§ SHORT PROBLEM: Copy down every line of the listing below word for word, leaving out the pictures.
** start EXERCISE DATA **
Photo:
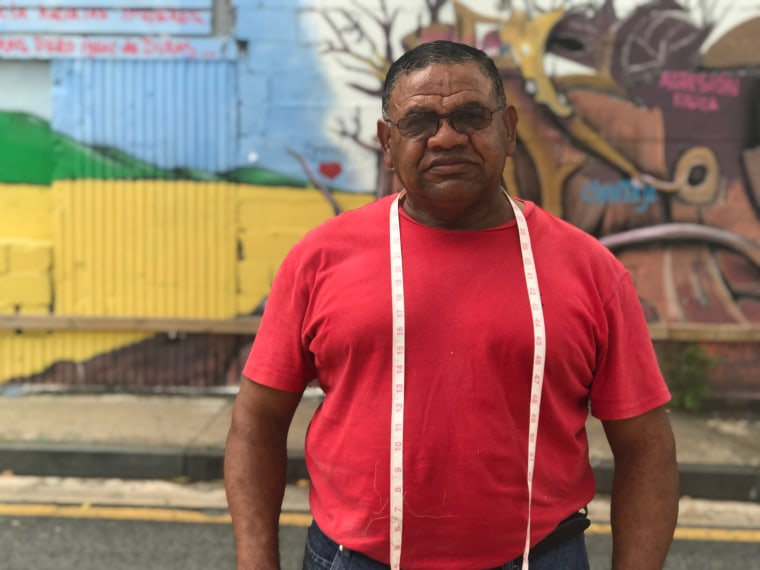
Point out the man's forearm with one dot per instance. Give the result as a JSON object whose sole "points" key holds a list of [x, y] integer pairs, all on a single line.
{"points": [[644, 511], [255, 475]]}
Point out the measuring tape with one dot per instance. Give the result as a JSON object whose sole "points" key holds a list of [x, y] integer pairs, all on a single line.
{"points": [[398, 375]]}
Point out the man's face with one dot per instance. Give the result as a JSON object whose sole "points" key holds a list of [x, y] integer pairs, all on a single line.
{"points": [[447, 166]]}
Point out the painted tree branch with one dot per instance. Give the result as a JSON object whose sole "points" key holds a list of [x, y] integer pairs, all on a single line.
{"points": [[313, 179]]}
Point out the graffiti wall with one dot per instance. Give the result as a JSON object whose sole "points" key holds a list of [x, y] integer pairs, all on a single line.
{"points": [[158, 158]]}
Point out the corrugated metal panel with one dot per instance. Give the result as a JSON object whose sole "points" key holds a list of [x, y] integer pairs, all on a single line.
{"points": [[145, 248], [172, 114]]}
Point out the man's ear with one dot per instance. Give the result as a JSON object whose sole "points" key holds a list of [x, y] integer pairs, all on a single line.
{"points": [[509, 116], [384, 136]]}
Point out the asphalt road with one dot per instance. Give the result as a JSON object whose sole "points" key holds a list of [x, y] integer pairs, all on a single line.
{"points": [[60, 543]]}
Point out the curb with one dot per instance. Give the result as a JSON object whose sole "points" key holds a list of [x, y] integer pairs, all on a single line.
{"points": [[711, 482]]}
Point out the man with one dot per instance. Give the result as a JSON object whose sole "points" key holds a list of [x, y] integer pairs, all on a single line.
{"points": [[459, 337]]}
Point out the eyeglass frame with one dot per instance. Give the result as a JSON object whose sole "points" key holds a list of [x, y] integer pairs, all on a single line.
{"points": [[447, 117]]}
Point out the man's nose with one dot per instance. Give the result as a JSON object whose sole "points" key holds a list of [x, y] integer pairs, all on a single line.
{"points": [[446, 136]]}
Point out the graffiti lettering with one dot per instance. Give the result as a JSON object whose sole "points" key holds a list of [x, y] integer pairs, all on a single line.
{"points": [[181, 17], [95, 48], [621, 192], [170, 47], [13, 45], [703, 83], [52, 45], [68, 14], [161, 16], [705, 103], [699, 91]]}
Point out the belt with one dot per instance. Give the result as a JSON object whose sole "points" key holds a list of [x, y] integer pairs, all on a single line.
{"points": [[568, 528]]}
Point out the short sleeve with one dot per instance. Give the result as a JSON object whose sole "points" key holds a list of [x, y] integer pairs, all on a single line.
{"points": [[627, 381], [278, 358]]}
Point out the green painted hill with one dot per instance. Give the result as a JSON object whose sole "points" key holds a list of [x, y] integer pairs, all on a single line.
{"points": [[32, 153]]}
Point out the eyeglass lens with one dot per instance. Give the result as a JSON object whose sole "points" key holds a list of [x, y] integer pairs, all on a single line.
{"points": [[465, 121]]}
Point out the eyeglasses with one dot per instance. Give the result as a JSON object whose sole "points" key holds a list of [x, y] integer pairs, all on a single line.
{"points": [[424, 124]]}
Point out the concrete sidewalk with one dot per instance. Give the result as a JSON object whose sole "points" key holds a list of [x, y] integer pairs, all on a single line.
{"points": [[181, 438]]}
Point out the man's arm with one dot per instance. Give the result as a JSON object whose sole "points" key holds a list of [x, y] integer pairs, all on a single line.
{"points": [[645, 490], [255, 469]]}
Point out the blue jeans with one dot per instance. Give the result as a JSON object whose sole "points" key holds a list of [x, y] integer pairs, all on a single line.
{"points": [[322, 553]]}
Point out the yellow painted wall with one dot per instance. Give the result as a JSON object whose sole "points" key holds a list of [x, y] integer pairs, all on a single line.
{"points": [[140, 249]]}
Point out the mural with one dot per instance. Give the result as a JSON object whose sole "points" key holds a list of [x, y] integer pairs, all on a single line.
** end EXERCISE DATA **
§ RESULT FOR THIS TASK:
Photo:
Point out the man's forearm with one dot per instance. Give the result as a JSON object whose sole "points" key holds a list of [x, y] integer pairs, all on a single line.
{"points": [[644, 511], [255, 475]]}
Point out the measuring tape with one dot per instance. Give the result as a JSON object whose sole "points" key holds a list of [x, y] integer pairs, all on a single line.
{"points": [[398, 375]]}
Point out the man's face with one dot per instance. Give the result as a JSON object whose sole "points" key holds a list of [x, y] integer pairs, all on a single line.
{"points": [[447, 166]]}
Point out the painted tree branch with one dot per instance. Give the result as a JSON object whose sole "points" key holds a list of [x, y] integer pairs, all on a single line.
{"points": [[313, 179]]}
Point out the graffiti wall with one dot per instance. Give the result as a JSON object whose sole "points" key holds a list of [x, y] integer pairs, all on a single line.
{"points": [[158, 158]]}
Point out the corrugated metal panel with one dot per instance. Give the result as a JSON object whose sole "points" key holds a list of [x, y] integer pairs, all on a single line.
{"points": [[145, 248], [172, 114]]}
Point out the man's ear with one dot per instance. Give the result as a JSON object whose sole "points" key holds a list of [x, y] integer pairs, all on a single line.
{"points": [[509, 116], [384, 136]]}
Point out the asphalt road with one dot per instance. Give the result as a JSON object whose sole "points" key holds a list of [x, y] integer pairs, all on a single line.
{"points": [[60, 543]]}
Point out the curb with one dot per instance. Give the result as a JSON object whose sole "points" key holds a list of [x, y] integer pairs, all on a single line.
{"points": [[711, 482]]}
Point out the man with one dot per instance. Give the result as a JSON object whose sole "points" key holds a list of [x, y] integer pairs, all on a single line.
{"points": [[459, 337]]}
Point out the eyeglass frame with one dot per instance. Give the result as a JSON object whose sole "points" key holds a list of [x, y] integer pairs, all on a single line.
{"points": [[447, 117]]}
Point out the man's nose with one dot per instance. Give the result as a JSON object whose sole "points" key holds a list of [x, y] integer pairs, all on a single line.
{"points": [[446, 136]]}
Point out the graffiti lettering with one dot per instance. Give the result as a JSON object whose sole "points" key holds a list of [x, y] integer pairs, all on a single line.
{"points": [[181, 17], [95, 48], [621, 192], [170, 47], [13, 45], [703, 83], [52, 45], [68, 14], [161, 16], [705, 103], [699, 91]]}
Point out the belt with one dot per instance. Give the result as a JSON object whose sole "points" key holds a list of [x, y] integer pairs, all on a single line.
{"points": [[568, 528]]}
Point out the short sleeve with one dot per instance. Give the result as a JSON object whose sole "points" key holds a list of [x, y] integer pairs, all on a single line.
{"points": [[627, 381], [278, 358]]}
Point out the green painted hill with one dot per instance. Give the result as a JSON object whose sole "points" key holds a list of [x, y] integer pairs, all on a single line.
{"points": [[32, 153]]}
Point out the eyeglass lens with one dot per instance. Give the result as a JSON object whose sole "points" key holds a list of [x, y] integer pairs, all on a single line.
{"points": [[465, 121]]}
Point out the eyeglasses with one dot per instance. Give the result as a JSON object whose sole "points" key holds a list of [x, y] integer pairs, all on a single line.
{"points": [[424, 124]]}
Point out the concrete sidewalk with one dot per instance. Give the result as a JSON object whose sole "points" key holds a list of [x, y] integer pairs, all on a single line.
{"points": [[181, 438]]}
Point out the man's arm with one dot per instance. Give the result as a JSON object whose sole "points" key holds a list of [x, y] integer pairs, all on a single line.
{"points": [[645, 490], [255, 469]]}
Point out the blue jeans with one dot per instance. Give the result as a JSON object whose sole "points" key holds a list of [x, y] integer pairs, all on a single line.
{"points": [[322, 553]]}
Point out the yellow painted wall with one dot per instance. Give the result as a JSON object whose sole "points" key holds a list of [x, y] integer pairs, all on a single line.
{"points": [[140, 249]]}
Point out the mural with one dot per instance. Give the result as a JSON object whose sole "points" key holds a list of [x, y] integer pairs, all on a single line.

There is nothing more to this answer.